**DATASET**.

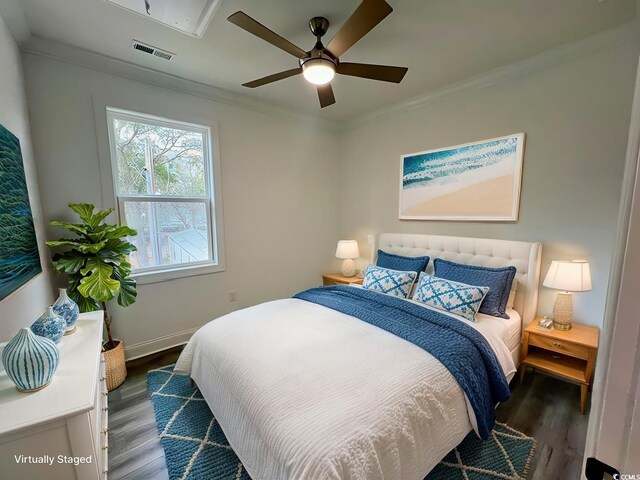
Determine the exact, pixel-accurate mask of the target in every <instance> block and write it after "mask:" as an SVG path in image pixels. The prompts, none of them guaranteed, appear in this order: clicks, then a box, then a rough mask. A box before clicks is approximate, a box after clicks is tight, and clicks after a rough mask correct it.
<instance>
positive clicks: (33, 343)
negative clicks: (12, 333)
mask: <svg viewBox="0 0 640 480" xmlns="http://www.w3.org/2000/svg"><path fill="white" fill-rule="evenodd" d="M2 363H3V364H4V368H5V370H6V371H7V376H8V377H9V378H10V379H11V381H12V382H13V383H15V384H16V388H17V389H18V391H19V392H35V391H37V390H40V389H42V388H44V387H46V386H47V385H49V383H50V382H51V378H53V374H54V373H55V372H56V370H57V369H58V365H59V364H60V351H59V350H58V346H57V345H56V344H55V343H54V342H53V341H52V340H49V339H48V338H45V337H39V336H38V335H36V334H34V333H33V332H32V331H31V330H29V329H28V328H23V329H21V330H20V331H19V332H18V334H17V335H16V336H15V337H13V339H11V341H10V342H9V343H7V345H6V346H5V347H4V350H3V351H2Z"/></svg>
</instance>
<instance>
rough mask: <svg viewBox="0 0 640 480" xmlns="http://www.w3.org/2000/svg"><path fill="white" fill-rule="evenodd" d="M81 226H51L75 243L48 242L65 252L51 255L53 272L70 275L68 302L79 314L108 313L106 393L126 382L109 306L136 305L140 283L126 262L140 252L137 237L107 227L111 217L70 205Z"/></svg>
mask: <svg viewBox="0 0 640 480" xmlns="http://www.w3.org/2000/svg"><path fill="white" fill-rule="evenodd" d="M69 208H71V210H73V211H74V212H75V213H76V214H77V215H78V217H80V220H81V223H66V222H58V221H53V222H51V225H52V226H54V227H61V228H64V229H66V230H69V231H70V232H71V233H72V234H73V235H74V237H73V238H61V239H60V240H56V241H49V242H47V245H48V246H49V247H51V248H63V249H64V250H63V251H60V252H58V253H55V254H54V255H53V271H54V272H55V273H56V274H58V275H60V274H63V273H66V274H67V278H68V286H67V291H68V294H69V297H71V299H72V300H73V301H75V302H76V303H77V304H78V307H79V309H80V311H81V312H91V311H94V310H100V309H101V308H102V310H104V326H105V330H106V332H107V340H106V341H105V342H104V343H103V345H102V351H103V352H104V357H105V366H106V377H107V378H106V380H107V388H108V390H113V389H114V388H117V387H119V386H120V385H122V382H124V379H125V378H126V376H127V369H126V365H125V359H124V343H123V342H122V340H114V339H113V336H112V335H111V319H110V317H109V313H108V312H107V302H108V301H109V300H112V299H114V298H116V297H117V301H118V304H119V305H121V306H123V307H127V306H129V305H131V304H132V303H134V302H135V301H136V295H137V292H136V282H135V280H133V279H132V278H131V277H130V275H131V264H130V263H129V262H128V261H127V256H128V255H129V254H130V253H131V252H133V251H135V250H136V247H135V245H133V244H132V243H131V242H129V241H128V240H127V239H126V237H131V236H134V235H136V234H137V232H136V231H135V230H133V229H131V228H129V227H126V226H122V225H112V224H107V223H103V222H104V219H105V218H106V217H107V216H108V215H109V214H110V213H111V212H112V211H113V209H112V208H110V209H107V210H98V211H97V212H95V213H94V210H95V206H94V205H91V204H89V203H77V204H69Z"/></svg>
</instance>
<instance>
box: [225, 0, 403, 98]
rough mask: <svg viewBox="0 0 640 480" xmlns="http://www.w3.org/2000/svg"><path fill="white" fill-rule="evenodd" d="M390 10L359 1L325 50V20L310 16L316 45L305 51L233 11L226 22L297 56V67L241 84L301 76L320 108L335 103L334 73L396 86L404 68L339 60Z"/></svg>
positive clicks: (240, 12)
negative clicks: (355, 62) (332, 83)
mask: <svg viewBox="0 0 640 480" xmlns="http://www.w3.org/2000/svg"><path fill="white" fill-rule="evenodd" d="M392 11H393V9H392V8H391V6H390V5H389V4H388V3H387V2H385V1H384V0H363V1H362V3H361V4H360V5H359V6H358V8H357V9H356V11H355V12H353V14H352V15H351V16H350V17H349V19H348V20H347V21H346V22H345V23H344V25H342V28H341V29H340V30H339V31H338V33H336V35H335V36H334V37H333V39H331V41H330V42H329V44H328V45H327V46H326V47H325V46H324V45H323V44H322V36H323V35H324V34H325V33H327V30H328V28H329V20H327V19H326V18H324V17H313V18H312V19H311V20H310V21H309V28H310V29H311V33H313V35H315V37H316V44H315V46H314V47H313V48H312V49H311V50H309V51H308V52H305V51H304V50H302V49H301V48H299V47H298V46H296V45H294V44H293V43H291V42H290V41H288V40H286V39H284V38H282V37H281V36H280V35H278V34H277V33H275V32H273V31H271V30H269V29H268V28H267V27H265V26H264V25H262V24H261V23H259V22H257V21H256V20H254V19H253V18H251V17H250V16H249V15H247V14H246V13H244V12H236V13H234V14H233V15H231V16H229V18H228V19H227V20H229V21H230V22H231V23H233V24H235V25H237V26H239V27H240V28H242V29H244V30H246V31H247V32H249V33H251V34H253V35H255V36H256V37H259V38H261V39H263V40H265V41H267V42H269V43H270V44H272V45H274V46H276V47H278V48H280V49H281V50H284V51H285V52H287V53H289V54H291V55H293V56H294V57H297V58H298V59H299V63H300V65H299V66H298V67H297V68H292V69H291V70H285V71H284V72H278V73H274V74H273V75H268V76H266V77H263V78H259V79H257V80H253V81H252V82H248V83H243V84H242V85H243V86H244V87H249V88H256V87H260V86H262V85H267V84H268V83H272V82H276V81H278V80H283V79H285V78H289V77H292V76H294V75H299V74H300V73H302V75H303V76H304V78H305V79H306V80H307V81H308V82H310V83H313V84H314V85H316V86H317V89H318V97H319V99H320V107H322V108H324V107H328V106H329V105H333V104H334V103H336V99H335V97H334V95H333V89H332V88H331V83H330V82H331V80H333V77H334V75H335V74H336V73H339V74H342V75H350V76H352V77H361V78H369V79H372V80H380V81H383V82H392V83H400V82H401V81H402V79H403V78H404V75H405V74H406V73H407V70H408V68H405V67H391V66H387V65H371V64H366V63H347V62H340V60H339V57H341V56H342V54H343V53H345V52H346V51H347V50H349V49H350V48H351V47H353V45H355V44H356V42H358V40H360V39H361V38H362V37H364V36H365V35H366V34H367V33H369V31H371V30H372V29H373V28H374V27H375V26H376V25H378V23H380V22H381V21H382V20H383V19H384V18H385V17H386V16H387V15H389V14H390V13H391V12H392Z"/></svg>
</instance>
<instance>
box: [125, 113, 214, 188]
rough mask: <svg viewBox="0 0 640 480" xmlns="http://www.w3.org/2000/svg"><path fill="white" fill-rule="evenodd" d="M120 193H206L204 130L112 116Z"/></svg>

**ABOUT THIS TASK**. Check every line above for the word "positive" and copy those that have it.

**ANSWER BELOW**.
positive clicks: (33, 343)
positive clicks: (240, 12)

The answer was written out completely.